● WORK TO DO:
Write out every entry below as a numbered list, skipping any blank lines.
━━━━━━━━━━━━━━━━
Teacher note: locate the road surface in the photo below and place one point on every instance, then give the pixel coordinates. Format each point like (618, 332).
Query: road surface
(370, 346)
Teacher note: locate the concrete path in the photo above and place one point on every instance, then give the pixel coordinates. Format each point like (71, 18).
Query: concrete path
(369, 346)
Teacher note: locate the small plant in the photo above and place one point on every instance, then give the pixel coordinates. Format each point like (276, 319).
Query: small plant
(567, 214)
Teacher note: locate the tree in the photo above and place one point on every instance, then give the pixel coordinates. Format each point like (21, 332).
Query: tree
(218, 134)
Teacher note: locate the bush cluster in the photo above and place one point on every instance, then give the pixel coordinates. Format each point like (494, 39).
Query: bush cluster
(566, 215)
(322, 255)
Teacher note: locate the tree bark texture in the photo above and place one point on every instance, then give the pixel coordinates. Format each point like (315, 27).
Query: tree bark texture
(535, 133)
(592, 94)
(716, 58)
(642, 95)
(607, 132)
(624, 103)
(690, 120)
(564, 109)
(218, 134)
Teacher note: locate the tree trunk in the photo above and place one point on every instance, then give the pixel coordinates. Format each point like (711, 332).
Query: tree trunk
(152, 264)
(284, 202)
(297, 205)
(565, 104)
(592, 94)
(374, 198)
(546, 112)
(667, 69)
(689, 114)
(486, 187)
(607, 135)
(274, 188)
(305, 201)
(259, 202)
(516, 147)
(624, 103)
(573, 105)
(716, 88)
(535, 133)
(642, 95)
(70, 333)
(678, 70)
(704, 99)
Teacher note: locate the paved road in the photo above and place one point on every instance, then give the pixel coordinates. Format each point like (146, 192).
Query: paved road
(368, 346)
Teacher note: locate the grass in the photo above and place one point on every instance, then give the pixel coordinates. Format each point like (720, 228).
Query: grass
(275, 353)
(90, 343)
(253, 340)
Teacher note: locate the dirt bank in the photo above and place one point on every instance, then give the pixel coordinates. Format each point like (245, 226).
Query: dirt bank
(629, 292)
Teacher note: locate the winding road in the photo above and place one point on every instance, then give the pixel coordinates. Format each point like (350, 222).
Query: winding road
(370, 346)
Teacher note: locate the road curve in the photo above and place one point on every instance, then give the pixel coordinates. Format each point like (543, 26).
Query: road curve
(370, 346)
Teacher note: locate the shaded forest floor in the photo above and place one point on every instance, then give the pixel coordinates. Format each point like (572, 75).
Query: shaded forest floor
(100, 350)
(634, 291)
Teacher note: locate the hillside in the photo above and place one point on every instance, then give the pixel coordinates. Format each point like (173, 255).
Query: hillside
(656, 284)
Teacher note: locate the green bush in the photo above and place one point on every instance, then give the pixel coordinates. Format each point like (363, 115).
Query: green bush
━━━━━━━━━━━━━━━━
● FULL SOLUTION:
1. Teacher note: locate the road surface in the photo below and place one point on every instance, then give the pixel coordinates. Format each point like (618, 332).
2. Query: road surface
3. (370, 346)
4. Teacher note: locate the concrete path in the photo above and place one point on every instance, then give the pixel coordinates. Format each point like (71, 18).
5. Query: concrete path
6. (369, 346)
7. Teacher note: locate the small plant in the photo above and place one point on every instance, then give the pixel coordinates. Format each point like (276, 319).
8. Query: small plant
9. (567, 214)
10. Teacher note: locate the tree in the photo above and place one point on every instance, then give the pixel coordinates. Format each point like (21, 332).
11. Query: tree
12. (218, 134)
13. Teacher note: locate the bush cluster in the photo above and place one point on every instance, then give the pixel coordinates. Format each point like (494, 39).
14. Query: bush cluster
15. (566, 215)
16. (322, 255)
17. Teacher note: locate the tree bark texture in the photo above and place one point on every instance, then give the pixel coordinates. Format each point like (315, 27).
18. Query: tree bark texture
19. (535, 133)
20. (592, 94)
21. (716, 58)
22. (642, 95)
23. (607, 132)
24. (624, 103)
25. (690, 120)
26. (564, 109)
27. (218, 134)
28. Teacher note: locate the tree trunk in the photo above and place one point on every instance, then give the pixel coordinates. Format each point like (711, 332).
29. Query: tree trunk
30. (152, 264)
31. (284, 202)
32. (297, 205)
33. (565, 104)
34. (592, 94)
35. (374, 198)
36. (546, 112)
37. (667, 69)
38. (689, 114)
39. (486, 187)
40. (607, 135)
41. (274, 188)
42. (305, 201)
43. (259, 202)
44. (516, 147)
45. (624, 103)
46. (573, 105)
47. (716, 88)
48. (535, 133)
49. (642, 95)
50. (70, 333)
51. (678, 70)
52. (704, 99)
53. Teacher note: locate the paved road in the photo above and place one point on every instance, then give the pixel coordinates. Format each point like (146, 192).
54. Query: paved road
55. (368, 346)
56. Teacher note: locate the grass in the photo above and place one point on every instance, then give the pixel coordinates. Format each point like (720, 228).
57. Query: grass
58. (275, 353)
59. (90, 343)
60. (253, 340)
61. Teacher note: locate the dirt bank in the photo above and place one point on every instance, then give the pixel coordinates. Format each point like (245, 226).
62. Query: dirt bank
63. (629, 292)
64. Teacher note: locate the winding road in the photo above and place one point on every instance, then give the pixel coordinates. Format each point like (350, 222).
65. Query: winding road
66. (370, 346)
67. Teacher note: locate the road curve in the photo above and place one point on every instance, then give the pixel coordinates. Format each point like (543, 26).
68. Query: road curve
69. (370, 346)
70. Teacher note: locate the shaded forest floor in the photo above and place one point on every instance, then give the pixel coordinates. Format each point like (572, 75).
71. Query: shaded forest floor
72. (100, 350)
73. (634, 291)
74. Teacher note: locate the hillside in the photo above and place one point on every instance, then give the pixel coordinates. Format each point like (173, 255).
75. Query: hillside
76. (656, 284)
77. Teacher note: locate the green bush in the photo above and place one point on every instance, then give the pixel coordinates. Format each point like (363, 115).
78. Query: green bush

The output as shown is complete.